## WHAT NEEDS TO BE DONE
Count the lines in the entries below that contain the string "claw" and give only that number.
# START OF INFORMATION PROVIDED
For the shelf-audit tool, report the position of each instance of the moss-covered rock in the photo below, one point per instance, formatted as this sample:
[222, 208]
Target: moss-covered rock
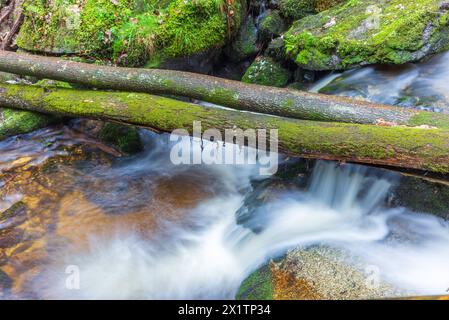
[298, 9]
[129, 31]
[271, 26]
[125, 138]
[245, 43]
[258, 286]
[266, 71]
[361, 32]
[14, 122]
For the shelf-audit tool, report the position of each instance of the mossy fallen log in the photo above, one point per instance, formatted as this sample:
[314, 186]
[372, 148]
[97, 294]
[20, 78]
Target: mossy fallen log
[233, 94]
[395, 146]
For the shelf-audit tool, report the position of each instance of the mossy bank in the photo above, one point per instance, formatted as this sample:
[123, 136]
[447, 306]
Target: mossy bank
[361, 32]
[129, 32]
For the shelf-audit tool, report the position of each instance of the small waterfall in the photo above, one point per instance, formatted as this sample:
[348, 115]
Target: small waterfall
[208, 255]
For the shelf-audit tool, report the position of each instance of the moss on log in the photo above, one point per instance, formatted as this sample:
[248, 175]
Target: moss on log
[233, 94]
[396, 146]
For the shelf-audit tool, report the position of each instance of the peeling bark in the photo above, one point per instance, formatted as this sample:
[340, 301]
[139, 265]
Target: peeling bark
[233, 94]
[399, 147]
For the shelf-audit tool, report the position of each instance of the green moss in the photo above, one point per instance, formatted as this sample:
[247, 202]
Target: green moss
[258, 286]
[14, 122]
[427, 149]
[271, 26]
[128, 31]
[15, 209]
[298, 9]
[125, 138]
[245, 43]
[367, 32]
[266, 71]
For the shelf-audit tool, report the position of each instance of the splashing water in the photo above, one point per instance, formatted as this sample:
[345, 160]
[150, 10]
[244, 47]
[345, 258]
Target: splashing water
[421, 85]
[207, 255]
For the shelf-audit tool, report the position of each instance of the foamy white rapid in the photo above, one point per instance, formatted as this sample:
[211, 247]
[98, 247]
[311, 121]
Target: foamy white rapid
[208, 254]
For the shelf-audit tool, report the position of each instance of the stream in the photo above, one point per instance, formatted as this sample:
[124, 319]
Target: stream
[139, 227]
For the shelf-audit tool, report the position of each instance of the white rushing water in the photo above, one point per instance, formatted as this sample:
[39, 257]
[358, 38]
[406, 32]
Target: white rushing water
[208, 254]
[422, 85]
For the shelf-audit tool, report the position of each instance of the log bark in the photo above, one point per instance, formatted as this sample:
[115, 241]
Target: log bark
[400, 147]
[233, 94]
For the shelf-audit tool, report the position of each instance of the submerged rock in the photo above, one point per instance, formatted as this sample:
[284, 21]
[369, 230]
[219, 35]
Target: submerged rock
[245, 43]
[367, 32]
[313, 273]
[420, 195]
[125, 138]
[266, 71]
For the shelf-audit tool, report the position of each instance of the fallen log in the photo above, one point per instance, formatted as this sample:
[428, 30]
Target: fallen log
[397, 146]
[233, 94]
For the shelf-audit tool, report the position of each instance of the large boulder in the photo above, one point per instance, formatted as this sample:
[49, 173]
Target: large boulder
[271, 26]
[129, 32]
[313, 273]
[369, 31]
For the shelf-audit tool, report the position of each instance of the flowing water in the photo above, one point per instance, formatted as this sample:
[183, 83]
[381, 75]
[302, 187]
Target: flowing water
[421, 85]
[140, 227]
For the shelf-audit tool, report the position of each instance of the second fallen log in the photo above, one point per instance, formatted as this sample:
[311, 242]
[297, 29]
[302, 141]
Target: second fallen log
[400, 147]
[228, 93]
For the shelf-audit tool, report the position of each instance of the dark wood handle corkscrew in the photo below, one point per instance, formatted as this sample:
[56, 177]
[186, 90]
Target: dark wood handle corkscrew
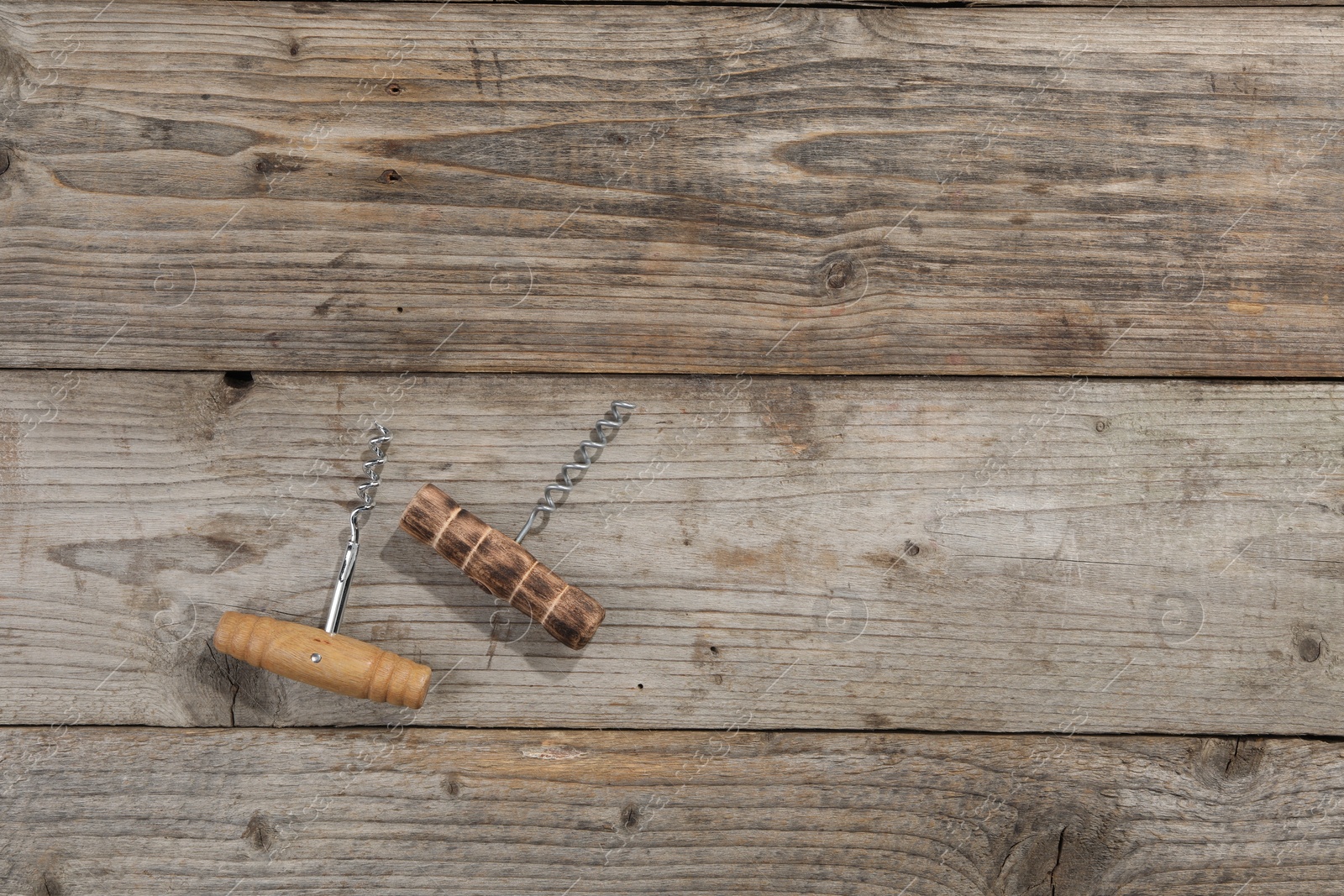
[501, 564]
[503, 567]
# END OF INFORMATION PROVIDED
# START OF INFORMATION PROVIDED
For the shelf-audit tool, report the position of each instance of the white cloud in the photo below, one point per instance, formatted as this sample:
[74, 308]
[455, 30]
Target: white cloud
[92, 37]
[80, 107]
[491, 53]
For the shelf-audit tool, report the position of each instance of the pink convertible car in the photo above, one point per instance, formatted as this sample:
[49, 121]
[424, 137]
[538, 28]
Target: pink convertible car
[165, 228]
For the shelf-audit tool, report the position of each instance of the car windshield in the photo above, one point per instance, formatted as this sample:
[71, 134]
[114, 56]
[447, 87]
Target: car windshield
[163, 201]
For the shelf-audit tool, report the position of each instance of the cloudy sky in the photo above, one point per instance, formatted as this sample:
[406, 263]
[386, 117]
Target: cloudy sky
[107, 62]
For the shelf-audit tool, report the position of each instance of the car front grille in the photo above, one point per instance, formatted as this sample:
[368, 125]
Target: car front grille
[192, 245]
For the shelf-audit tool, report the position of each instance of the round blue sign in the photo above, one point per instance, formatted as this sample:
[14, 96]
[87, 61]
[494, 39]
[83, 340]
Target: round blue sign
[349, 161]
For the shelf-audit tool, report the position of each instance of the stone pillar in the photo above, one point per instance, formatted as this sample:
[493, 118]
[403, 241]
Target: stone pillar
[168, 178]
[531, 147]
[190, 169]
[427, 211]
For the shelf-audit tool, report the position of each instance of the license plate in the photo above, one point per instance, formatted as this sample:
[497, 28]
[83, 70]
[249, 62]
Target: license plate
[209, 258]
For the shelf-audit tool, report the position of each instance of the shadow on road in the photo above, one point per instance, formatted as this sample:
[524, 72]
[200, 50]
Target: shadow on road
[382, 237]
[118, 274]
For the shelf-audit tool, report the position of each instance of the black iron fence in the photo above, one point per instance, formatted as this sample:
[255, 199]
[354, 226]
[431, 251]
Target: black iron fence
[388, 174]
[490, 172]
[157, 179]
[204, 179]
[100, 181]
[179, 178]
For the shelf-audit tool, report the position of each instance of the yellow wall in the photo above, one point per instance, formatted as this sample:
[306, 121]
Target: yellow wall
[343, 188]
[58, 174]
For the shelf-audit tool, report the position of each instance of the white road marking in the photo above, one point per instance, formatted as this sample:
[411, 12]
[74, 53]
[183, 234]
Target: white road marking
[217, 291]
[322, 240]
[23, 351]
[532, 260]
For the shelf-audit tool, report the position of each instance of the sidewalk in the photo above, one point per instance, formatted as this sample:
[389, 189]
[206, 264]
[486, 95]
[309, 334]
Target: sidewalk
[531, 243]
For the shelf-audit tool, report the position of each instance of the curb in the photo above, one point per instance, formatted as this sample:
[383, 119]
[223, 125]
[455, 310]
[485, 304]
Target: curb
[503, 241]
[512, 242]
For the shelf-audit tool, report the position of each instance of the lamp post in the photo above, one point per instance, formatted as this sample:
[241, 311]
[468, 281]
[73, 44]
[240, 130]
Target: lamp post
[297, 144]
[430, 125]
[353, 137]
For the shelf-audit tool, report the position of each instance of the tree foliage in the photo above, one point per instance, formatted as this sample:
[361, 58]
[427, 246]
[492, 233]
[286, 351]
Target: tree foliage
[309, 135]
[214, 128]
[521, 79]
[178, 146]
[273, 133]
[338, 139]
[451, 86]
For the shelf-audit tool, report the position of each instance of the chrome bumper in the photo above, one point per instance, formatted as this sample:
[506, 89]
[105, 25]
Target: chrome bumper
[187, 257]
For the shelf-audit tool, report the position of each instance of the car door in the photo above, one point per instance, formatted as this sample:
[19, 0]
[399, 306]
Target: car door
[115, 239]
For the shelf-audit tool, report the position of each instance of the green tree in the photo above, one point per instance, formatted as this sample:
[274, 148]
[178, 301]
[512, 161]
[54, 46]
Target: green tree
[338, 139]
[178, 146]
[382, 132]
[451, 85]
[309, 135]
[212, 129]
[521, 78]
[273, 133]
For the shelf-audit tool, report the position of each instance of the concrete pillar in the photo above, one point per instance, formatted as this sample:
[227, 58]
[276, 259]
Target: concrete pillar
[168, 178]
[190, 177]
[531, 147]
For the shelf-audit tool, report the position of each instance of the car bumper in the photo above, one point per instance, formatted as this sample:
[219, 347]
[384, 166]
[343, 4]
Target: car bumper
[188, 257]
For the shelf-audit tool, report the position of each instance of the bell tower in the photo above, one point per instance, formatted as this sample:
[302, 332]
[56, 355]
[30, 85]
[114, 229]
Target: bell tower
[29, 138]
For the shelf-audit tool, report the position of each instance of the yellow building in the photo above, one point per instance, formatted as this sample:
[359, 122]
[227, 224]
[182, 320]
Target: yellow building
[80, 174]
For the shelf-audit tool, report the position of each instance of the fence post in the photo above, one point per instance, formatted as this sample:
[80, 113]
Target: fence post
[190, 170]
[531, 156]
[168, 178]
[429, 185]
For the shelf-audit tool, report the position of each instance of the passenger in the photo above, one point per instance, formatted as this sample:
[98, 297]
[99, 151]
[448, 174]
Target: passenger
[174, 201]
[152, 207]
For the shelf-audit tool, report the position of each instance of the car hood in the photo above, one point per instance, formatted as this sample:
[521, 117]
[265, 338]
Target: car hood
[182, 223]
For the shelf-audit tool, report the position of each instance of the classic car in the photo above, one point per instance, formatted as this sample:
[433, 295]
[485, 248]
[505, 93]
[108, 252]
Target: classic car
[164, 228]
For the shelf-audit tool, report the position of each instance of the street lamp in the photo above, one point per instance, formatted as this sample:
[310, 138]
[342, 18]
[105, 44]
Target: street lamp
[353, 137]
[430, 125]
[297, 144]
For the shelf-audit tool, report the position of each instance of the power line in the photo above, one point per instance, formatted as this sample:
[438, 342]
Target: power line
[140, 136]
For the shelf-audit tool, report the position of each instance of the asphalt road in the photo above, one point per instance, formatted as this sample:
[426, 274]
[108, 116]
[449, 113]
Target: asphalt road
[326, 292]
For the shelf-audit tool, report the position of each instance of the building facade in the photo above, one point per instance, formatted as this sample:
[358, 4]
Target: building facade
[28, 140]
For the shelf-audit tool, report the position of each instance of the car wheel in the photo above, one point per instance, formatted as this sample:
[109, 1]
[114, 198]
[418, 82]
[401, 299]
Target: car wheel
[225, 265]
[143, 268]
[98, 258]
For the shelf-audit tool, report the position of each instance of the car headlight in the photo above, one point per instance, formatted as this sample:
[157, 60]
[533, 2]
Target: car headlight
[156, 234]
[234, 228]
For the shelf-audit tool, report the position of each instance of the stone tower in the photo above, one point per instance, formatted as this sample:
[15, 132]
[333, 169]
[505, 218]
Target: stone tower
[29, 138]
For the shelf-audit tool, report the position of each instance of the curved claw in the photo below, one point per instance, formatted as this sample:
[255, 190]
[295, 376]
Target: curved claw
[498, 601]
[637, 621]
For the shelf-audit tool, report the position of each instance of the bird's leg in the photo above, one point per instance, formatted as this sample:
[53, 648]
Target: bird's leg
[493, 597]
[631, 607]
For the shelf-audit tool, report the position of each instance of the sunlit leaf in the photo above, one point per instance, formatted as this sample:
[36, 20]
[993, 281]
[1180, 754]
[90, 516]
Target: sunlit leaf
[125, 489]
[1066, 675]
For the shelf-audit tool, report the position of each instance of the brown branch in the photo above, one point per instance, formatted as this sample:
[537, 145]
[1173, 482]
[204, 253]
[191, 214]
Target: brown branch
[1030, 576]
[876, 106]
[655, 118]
# END OF INFORMATION PROVIDED
## WRITTEN RESPONSE
2